--- begin ---

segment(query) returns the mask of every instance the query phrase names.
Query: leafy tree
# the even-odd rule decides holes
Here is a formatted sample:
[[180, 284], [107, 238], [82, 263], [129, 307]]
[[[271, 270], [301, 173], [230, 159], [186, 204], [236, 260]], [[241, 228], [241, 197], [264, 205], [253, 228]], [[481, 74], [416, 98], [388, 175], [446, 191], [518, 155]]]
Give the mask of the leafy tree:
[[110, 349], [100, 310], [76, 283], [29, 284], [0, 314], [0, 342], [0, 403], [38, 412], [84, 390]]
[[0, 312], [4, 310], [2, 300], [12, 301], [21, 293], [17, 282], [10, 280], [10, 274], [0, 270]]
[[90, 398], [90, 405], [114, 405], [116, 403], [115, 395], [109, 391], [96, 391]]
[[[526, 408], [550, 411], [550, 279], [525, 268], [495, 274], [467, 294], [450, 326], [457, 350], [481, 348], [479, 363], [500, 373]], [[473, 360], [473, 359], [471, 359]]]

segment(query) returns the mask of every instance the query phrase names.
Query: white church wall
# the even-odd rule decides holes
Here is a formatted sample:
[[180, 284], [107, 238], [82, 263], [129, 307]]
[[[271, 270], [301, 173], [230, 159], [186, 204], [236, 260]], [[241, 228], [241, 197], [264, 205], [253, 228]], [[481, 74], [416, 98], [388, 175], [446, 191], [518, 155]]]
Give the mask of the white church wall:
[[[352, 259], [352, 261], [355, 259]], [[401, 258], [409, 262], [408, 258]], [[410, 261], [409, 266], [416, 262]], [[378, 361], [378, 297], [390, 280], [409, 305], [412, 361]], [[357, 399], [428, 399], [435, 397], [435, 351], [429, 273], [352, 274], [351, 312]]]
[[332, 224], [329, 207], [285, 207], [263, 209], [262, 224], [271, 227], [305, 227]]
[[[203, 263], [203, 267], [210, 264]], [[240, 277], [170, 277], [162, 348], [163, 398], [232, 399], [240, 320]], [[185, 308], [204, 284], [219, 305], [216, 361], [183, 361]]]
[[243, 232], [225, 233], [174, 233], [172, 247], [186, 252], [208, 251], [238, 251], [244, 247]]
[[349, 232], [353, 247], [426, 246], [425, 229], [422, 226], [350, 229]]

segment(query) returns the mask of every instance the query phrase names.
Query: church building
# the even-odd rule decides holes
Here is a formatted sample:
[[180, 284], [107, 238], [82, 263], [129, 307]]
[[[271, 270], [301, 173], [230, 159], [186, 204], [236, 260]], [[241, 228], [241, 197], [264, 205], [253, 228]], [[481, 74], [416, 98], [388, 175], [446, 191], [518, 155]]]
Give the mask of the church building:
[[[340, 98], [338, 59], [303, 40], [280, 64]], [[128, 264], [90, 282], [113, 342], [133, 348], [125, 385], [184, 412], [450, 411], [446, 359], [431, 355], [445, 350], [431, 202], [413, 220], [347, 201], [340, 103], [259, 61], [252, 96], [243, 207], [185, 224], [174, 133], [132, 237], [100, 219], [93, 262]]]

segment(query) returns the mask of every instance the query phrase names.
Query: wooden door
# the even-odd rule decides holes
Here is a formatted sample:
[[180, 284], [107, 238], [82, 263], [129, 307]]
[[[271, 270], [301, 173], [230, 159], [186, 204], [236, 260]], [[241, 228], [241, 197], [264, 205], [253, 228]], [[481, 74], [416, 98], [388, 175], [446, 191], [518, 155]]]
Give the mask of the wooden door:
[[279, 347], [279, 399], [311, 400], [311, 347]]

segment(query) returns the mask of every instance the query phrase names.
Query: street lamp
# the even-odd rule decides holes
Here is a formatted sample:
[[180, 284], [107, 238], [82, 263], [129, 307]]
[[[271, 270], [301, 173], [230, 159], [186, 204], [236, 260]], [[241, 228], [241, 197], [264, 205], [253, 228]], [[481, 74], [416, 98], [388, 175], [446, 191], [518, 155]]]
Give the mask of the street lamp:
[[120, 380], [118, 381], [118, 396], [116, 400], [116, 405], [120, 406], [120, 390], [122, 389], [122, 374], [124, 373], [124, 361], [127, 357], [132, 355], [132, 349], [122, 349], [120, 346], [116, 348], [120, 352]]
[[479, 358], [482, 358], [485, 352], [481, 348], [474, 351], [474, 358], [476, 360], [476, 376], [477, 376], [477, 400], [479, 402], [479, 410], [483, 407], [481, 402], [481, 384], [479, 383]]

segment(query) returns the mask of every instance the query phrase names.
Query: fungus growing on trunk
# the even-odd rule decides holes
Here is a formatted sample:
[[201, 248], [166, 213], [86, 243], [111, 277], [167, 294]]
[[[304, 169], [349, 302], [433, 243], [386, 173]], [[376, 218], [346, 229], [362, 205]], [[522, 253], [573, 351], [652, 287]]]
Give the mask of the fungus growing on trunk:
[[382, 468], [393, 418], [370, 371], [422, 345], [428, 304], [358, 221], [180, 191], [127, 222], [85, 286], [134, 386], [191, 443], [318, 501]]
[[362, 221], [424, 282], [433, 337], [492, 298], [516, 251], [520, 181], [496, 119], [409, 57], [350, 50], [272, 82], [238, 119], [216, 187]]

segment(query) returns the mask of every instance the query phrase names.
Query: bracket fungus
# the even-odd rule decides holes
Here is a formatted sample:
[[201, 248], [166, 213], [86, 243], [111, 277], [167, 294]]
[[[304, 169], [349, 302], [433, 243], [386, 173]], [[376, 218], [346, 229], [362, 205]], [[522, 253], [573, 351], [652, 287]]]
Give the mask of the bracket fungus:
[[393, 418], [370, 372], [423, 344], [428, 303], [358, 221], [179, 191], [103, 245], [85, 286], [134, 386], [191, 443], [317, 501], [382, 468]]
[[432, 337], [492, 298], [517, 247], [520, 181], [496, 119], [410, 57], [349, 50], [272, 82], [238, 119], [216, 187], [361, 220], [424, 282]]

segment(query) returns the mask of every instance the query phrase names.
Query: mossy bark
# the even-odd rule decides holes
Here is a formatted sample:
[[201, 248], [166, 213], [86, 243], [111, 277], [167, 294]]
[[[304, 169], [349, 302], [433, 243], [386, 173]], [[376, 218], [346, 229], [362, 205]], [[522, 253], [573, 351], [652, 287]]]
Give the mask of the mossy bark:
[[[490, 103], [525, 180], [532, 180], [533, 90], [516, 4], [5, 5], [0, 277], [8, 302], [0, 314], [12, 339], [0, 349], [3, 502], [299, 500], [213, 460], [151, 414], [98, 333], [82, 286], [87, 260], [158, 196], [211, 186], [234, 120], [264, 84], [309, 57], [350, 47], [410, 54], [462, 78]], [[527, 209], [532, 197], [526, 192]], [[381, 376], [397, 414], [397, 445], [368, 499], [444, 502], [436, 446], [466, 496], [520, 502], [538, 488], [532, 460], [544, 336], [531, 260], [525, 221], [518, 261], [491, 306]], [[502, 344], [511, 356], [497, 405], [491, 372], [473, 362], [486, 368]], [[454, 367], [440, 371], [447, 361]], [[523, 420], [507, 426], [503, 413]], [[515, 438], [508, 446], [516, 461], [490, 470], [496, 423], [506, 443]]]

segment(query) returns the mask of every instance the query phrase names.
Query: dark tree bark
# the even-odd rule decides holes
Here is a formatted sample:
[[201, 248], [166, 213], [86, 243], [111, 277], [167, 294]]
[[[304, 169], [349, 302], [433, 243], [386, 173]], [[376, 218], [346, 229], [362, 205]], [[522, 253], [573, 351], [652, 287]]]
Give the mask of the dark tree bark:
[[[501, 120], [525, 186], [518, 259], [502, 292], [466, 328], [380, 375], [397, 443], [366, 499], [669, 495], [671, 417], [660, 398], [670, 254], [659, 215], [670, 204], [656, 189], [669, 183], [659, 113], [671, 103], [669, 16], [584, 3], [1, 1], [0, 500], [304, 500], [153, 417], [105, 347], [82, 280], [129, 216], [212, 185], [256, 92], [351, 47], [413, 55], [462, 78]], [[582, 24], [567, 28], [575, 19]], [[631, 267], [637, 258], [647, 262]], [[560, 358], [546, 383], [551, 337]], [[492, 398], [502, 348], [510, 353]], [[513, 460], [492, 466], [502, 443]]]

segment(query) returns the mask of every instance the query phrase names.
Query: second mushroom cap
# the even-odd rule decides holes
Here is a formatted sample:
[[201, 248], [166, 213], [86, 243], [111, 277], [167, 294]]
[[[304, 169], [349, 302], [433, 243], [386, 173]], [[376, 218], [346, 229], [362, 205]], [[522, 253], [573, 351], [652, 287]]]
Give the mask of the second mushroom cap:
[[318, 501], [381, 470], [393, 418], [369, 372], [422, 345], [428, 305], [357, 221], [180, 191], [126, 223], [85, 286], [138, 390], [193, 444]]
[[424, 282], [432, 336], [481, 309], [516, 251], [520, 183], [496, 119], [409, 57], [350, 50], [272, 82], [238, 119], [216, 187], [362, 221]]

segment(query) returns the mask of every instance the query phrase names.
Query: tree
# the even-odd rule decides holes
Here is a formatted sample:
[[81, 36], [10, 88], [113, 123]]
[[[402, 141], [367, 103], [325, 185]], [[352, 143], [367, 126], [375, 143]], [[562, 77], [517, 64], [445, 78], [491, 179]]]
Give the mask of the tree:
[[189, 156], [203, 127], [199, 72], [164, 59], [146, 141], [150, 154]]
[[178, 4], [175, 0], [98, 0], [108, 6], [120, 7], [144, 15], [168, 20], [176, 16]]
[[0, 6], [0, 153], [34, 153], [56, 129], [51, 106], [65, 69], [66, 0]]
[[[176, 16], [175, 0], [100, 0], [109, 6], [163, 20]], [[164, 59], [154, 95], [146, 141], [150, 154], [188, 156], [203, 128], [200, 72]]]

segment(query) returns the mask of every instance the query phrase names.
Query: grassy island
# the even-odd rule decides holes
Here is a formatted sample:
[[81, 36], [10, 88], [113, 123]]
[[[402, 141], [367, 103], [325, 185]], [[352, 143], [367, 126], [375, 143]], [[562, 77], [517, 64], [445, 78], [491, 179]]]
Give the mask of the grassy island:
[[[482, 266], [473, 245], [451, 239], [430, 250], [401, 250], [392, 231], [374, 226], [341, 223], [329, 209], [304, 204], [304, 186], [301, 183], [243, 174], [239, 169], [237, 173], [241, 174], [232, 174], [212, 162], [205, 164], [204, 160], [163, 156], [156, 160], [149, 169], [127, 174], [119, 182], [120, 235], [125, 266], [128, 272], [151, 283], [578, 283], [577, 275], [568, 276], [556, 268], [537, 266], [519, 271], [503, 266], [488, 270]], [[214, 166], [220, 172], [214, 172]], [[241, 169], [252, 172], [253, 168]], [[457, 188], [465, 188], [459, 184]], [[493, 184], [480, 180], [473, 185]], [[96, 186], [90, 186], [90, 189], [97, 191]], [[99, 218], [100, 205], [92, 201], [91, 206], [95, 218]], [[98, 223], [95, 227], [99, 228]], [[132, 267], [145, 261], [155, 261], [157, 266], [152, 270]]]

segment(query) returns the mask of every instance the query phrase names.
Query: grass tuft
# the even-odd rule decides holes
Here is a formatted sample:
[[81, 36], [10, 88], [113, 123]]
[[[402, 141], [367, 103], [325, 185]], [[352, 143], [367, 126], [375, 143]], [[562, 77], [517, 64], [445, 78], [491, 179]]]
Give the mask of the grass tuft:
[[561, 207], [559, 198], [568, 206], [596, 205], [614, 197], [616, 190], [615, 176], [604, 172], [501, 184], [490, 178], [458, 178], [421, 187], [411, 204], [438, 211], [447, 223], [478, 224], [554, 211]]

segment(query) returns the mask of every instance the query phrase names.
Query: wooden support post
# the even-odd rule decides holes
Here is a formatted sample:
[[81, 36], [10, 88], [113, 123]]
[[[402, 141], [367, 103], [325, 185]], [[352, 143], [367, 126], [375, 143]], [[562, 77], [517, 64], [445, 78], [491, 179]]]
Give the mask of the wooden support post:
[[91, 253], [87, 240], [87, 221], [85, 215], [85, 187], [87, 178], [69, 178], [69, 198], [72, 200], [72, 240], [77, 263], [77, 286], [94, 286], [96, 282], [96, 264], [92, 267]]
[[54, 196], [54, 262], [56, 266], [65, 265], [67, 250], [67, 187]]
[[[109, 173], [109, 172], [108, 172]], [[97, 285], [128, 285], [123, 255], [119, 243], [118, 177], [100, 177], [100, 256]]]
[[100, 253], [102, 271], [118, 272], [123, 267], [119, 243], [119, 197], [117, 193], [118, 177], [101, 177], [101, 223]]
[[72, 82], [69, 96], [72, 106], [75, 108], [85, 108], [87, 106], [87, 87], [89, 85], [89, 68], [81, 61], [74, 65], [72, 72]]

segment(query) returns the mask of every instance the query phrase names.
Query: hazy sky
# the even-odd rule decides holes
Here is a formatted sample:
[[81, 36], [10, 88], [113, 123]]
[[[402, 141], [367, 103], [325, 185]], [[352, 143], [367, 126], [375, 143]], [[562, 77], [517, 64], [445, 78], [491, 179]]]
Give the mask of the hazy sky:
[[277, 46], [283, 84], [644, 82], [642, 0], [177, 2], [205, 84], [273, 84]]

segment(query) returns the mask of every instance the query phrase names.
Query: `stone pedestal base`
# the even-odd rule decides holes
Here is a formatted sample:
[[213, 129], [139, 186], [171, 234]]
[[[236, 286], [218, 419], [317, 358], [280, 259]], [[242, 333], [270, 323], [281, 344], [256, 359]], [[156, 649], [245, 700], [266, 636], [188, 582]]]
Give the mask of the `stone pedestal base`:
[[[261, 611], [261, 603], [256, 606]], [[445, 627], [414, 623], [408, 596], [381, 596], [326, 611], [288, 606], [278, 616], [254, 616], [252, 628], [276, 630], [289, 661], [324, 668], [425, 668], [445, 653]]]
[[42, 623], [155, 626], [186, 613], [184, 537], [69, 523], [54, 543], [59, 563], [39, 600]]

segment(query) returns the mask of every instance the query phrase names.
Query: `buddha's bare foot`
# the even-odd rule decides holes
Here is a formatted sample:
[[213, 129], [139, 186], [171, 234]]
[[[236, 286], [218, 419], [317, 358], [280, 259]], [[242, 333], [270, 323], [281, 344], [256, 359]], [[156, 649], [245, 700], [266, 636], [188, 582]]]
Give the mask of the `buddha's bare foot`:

--- end ---

## Written exercise
Pull out every line of the rows above that contains the string "mossy". Case counts.

## Written answer
Query: mossy bark
Give the mask of the mossy bark:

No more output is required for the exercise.